▸ **Document extract**:
══════

Here's what investors should know.
Image source: Getty Images.
History says the stock market is headed lower in the next one, two, and three years
The cyclically adjusted price-to-earnings (CAPE) ratio is a valuation metric typically used to gauge whether entire stock market indexes are overvalued or undervalued. It was developed by Nobel-winning economist Robert Shiller during the dot-com bubble, so it is sometimes referred to as the Shiller P/E ratio.
Whereas the traditional price-to-earnings (PE) ratio is based on earnings from the last 12 months, the CAPE ratio is calculated with average inflation-adjusted earnings from the past decade. That eliminates cyclical fluctuations that occur throughout the business cycle to produce a more accurate picture of where an index's valuation stands.
The S&P 500 had a CAPE ratio of 37.8 at the end of July, well above the historical average of 21.2. Indeed, its monthly CAPE ratio has exceeded 37 on only 39 occasions since its was created in 1957, meaning its valuation has been this high less than 5% of the time throughout history.
Unfortunately, the S&P 500 has historically performed poorly under such conditions. The following chart shows its average return over different time periods following incidents where its monthly CAPE ratio measured 37 or more.
Holding Period
|
S&P 500 Return (When CAPE Ratio Is 37+)

══════

▸ **Request 1**: From the article on the CAPE ratio, reproduce the passage between "Whereas the traditional" and "index's valuation stands.", inclusive.
▸ **Request 2**: According to the article on the CAPE ratio, what is the S&P 500's historical average CAPE ratio?

▸ **Supplied records**:
══════

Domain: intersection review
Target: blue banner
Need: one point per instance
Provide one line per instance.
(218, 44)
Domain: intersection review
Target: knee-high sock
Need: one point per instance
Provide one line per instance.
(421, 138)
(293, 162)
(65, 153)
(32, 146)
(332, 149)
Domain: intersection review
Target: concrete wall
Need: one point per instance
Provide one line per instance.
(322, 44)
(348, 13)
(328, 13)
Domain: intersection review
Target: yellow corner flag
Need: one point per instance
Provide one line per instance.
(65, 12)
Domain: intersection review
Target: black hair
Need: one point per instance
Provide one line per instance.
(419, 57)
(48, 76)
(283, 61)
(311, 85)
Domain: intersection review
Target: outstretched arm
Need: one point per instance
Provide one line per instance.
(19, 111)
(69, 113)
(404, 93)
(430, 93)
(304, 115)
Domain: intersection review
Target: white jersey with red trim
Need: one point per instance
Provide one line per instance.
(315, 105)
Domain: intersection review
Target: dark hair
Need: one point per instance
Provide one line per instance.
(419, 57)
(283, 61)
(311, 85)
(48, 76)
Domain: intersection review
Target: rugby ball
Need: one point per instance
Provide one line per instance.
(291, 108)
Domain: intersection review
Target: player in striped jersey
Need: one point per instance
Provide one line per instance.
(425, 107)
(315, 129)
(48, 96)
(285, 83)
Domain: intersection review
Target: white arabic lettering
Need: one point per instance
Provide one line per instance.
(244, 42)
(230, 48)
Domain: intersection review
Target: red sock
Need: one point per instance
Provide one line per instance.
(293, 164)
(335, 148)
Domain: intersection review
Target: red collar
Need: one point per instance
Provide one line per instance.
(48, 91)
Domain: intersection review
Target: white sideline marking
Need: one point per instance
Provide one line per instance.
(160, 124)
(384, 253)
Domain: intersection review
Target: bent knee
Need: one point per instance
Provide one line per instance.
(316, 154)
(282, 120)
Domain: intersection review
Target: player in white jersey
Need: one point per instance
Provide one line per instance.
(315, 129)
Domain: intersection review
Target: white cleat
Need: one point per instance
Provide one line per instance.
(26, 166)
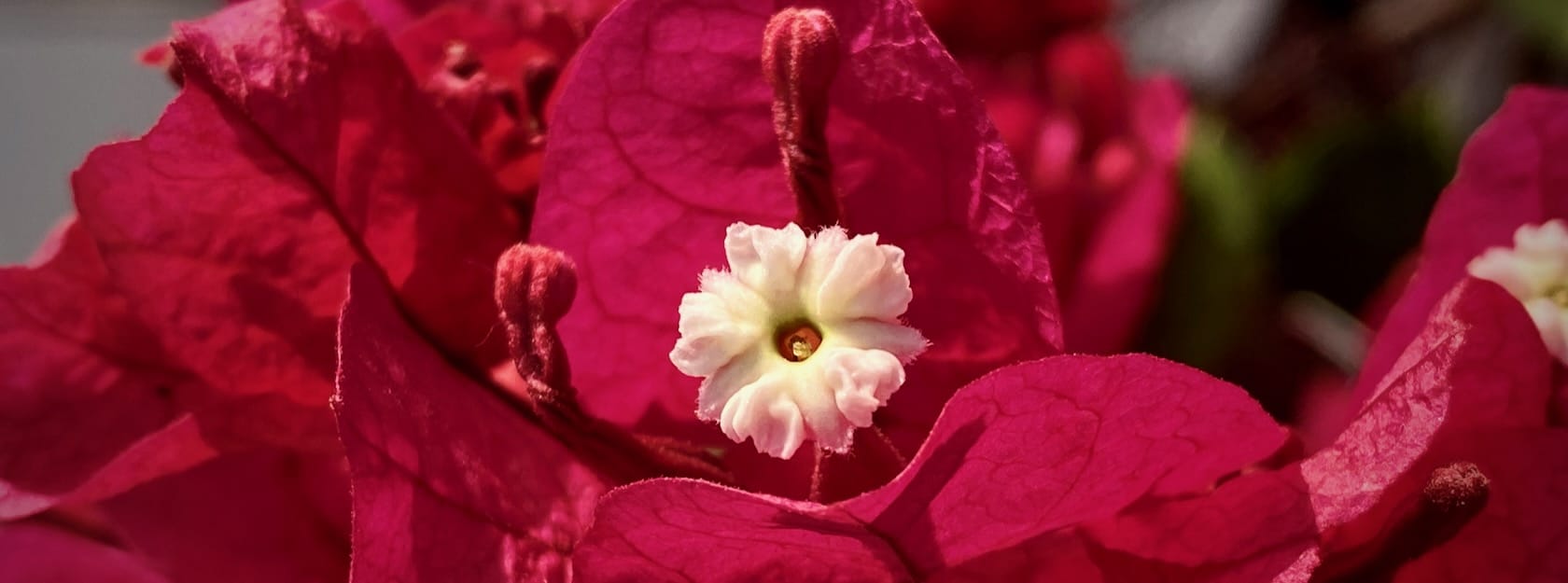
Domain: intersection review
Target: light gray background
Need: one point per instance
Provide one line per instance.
(69, 80)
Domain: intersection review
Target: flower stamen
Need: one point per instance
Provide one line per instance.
(800, 342)
(800, 339)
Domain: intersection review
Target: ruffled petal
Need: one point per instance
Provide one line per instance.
(862, 281)
(765, 259)
(901, 340)
(765, 412)
(861, 382)
(717, 323)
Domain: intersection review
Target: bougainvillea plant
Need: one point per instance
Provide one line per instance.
(1097, 147)
(775, 306)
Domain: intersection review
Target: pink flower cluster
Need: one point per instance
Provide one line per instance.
(389, 295)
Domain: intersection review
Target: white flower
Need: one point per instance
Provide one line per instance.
(800, 339)
(1535, 270)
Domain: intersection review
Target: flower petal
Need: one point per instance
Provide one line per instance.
(664, 138)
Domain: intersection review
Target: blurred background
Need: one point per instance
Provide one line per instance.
(69, 80)
(1323, 132)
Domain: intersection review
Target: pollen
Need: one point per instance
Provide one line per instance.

══════

▸ **Full output 1**:
Whereas the traditional price-to-earnings (PE) ratio is based on earnings from the last 12 months, the CAPE ratio is calculated with average inflation-adjusted earnings from the past decade. That eliminates cyclical fluctuations that occur throughout the business cycle to produce a more accurate picture of where an index's valuation stands.

▸ **Full output 2**: 21.2